**Aim of the task**:
Tally how many lines of the data below contain the string "clicks". Give only the number.

╔══

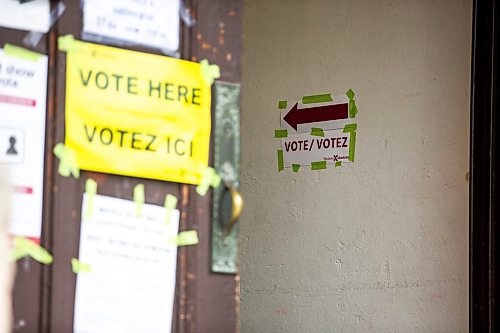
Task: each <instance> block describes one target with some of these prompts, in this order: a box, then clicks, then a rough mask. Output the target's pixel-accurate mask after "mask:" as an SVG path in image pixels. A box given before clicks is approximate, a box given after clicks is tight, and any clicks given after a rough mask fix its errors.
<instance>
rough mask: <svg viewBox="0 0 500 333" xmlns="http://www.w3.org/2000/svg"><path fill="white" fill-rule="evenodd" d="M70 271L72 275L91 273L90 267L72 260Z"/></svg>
mask: <svg viewBox="0 0 500 333" xmlns="http://www.w3.org/2000/svg"><path fill="white" fill-rule="evenodd" d="M71 270H72V271H73V273H75V274H78V273H90V272H92V266H91V265H90V264H86V263H83V262H81V261H80V260H78V259H76V258H73V259H71Z"/></svg>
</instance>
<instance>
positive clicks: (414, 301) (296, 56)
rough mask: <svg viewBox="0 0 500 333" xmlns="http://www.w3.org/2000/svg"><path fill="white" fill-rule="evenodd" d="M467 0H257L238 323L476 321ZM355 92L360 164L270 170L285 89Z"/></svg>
mask: <svg viewBox="0 0 500 333" xmlns="http://www.w3.org/2000/svg"><path fill="white" fill-rule="evenodd" d="M471 16H472V4H471V0H460V1H457V0H446V1H445V0H442V1H430V0H420V1H410V0H405V1H403V0H401V1H396V0H393V1H391V0H365V1H362V0H335V1H333V0H309V1H304V0H279V1H278V0H274V1H269V0H247V1H246V2H245V7H244V74H243V77H244V78H243V90H242V91H243V97H242V122H241V132H242V158H243V159H242V193H243V196H244V198H245V200H246V207H245V212H244V215H243V217H242V219H241V225H240V228H241V247H240V256H241V277H242V279H241V332H242V333H245V332H466V331H467V327H468V183H467V180H466V173H467V171H468V140H469V134H468V128H469V97H470V96H469V86H470V53H471V50H470V48H471V30H472V26H471V20H472V17H471ZM349 88H352V89H353V90H354V91H355V92H356V94H357V95H356V100H357V106H358V109H359V114H358V116H357V122H358V131H357V133H358V134H357V147H356V163H355V164H354V165H345V166H342V167H340V168H336V169H334V168H329V169H327V170H321V171H310V170H307V169H304V168H303V169H301V170H300V172H298V173H293V172H291V170H285V171H283V172H281V173H278V172H277V168H276V149H277V148H278V147H279V141H278V140H277V139H274V138H273V130H274V129H277V128H279V112H278V111H277V102H278V101H279V100H289V101H292V100H298V99H300V98H301V97H302V96H303V95H310V94H320V93H325V92H331V91H333V92H334V93H337V94H343V93H345V92H346V91H347V90H348V89H349Z"/></svg>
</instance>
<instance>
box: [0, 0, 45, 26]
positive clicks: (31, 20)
mask: <svg viewBox="0 0 500 333" xmlns="http://www.w3.org/2000/svg"><path fill="white" fill-rule="evenodd" d="M0 26H4V27H7V28H13V29H20V30H28V31H37V32H43V33H45V32H47V31H49V29H50V2H49V0H33V1H30V2H26V3H23V4H21V3H20V2H19V1H15V0H0Z"/></svg>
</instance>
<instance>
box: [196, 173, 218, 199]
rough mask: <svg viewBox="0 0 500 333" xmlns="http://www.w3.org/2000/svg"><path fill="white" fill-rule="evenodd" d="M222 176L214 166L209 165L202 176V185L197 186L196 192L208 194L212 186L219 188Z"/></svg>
mask: <svg viewBox="0 0 500 333" xmlns="http://www.w3.org/2000/svg"><path fill="white" fill-rule="evenodd" d="M220 183H221V178H220V177H219V175H218V174H217V172H216V171H215V169H214V168H212V167H207V168H205V171H204V172H203V176H202V177H201V181H200V185H198V186H196V193H198V194H199V195H202V196H203V195H205V194H207V191H208V188H209V187H210V186H212V187H213V188H217V187H219V186H220Z"/></svg>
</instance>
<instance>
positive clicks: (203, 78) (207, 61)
mask: <svg viewBox="0 0 500 333" xmlns="http://www.w3.org/2000/svg"><path fill="white" fill-rule="evenodd" d="M200 64H201V69H200V70H201V77H202V78H203V80H204V81H205V82H206V83H208V84H210V85H212V84H213V83H214V80H215V79H218V78H220V68H219V66H217V65H214V64H212V65H210V64H209V63H208V60H207V59H203V60H202V61H200Z"/></svg>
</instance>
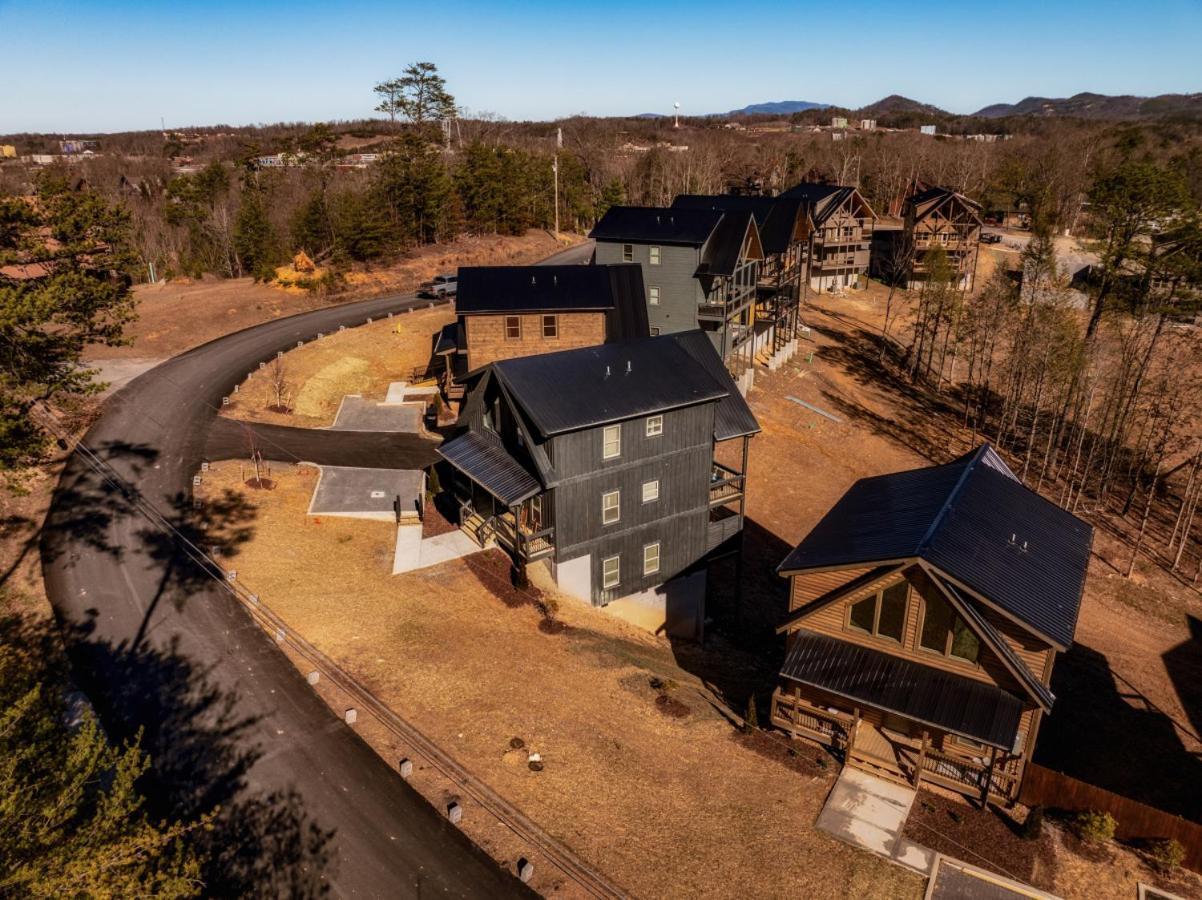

╚══

**Answer space**:
4